What is being asked =>
What you return should match the data exactly, from the first line to the last.

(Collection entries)
----------------
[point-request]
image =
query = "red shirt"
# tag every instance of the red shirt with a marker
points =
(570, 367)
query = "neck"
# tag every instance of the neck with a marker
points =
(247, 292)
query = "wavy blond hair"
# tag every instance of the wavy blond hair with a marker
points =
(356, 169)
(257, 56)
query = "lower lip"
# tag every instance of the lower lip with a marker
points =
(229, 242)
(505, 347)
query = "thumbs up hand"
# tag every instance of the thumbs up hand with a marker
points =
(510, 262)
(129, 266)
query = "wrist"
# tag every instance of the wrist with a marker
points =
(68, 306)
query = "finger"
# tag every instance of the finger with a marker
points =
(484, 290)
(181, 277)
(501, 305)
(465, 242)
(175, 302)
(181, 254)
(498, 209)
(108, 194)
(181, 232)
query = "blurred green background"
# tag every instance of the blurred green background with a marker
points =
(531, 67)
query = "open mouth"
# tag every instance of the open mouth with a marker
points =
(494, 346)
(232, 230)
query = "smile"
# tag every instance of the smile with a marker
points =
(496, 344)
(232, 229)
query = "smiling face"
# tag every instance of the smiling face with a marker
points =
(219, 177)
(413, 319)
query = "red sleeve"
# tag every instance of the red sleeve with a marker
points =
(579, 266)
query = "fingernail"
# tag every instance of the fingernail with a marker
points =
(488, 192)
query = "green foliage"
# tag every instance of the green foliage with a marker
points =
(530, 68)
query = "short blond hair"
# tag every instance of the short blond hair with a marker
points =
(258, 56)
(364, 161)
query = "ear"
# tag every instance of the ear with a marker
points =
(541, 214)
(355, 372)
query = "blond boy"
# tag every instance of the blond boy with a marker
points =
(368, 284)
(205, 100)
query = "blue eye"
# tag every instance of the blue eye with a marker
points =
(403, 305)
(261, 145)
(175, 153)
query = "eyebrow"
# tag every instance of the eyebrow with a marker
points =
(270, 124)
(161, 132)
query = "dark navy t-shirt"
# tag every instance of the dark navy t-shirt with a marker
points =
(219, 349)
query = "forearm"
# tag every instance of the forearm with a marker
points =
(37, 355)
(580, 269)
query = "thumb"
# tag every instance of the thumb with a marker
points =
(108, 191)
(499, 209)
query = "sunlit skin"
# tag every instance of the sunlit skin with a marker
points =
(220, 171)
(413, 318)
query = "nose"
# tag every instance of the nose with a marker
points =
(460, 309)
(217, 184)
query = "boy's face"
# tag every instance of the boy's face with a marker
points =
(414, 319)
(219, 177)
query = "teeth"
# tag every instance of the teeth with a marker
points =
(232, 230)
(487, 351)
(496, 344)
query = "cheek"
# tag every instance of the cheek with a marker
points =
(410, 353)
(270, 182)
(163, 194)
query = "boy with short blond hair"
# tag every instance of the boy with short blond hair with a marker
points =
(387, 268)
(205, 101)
----------------
The completed task =>
[point-request]
image =
query = "red shirt"
# tag every instance of the red shirt with a marker
points =
(570, 367)
query = "neck"
# tag every instance of the neck with a marker
points =
(247, 292)
query = "wavy blond hair"
# tag every instance of the wavy blond hair with a marker
points =
(356, 169)
(257, 56)
query = "lower lip"
# tag every instance of the lower lip with a marker
points =
(229, 242)
(505, 347)
query = "thumbs up hand"
# tag every instance of the thumbs up hand with a marker
points =
(510, 262)
(129, 266)
query = "wrist"
# tag every instance of the wrist with a marker
points =
(68, 306)
query = "finger"
# tag every instance of the finger with a marker
points =
(484, 290)
(181, 277)
(501, 305)
(465, 242)
(175, 302)
(181, 254)
(498, 209)
(108, 194)
(181, 232)
query = "blurred green background"
# tag every instance of the blurred green background with a marker
points =
(531, 67)
query = "open mouth"
# tag every instance of the open mouth with a marker
points =
(494, 346)
(232, 230)
query = "smile"
# tag every instance of the smile with a marker
points =
(496, 344)
(232, 229)
query = "smiling face"
# tag every instance of the smiling face with a marker
points =
(219, 177)
(413, 319)
query = "red sleeve"
# tag every instance of the red sleeve with a marker
points =
(579, 266)
query = "fingernail"
# tag every instance of the fingernail with a marker
points =
(488, 192)
query = "green foliage"
# tag every instance of the green foliage with a marker
points =
(530, 68)
query = "short blond hair"
# tag every instance of the short blond hair with a marker
points =
(258, 56)
(364, 161)
query = "ear"
# tag every instance of the ear with a marker
points =
(541, 214)
(355, 372)
query = "blond boy"
# tag every instance of the blond boy with a marker
points =
(368, 284)
(205, 100)
query = "blue eye"
# tag every instance of the blue eye with a marker
points =
(403, 305)
(261, 145)
(175, 153)
query = "eyebrow"
# tag every instance of the eyebrow with a marker
points =
(270, 124)
(161, 132)
query = "dark navy t-shirt"
# tag every instance of the dark navy t-shirt with a marker
points =
(219, 349)
query = "forearm"
# tag every instance of the forearm with a marker
points =
(37, 355)
(580, 269)
query = "thumb"
# tag every instance of the thumb with a marker
points =
(108, 191)
(499, 209)
query = "sunlit skin"
# tag every instance of the sunlit skin with a marker
points =
(220, 171)
(413, 318)
query = "nose"
# tag every instance of the nose with a marker
points =
(460, 309)
(217, 184)
query = "boy's face"
# tag every instance of the boy's face with a marker
points =
(414, 319)
(219, 177)
query = "teeth"
# tag every instance of the teeth with a marker
points =
(232, 230)
(487, 351)
(496, 344)
query = "cheek"
# tag every instance of the cheek with a marker
points =
(410, 353)
(270, 182)
(163, 194)
query = "boy with short blond hair"
# tag every instance of the boy with short blond hair with a marker
points =
(387, 268)
(205, 101)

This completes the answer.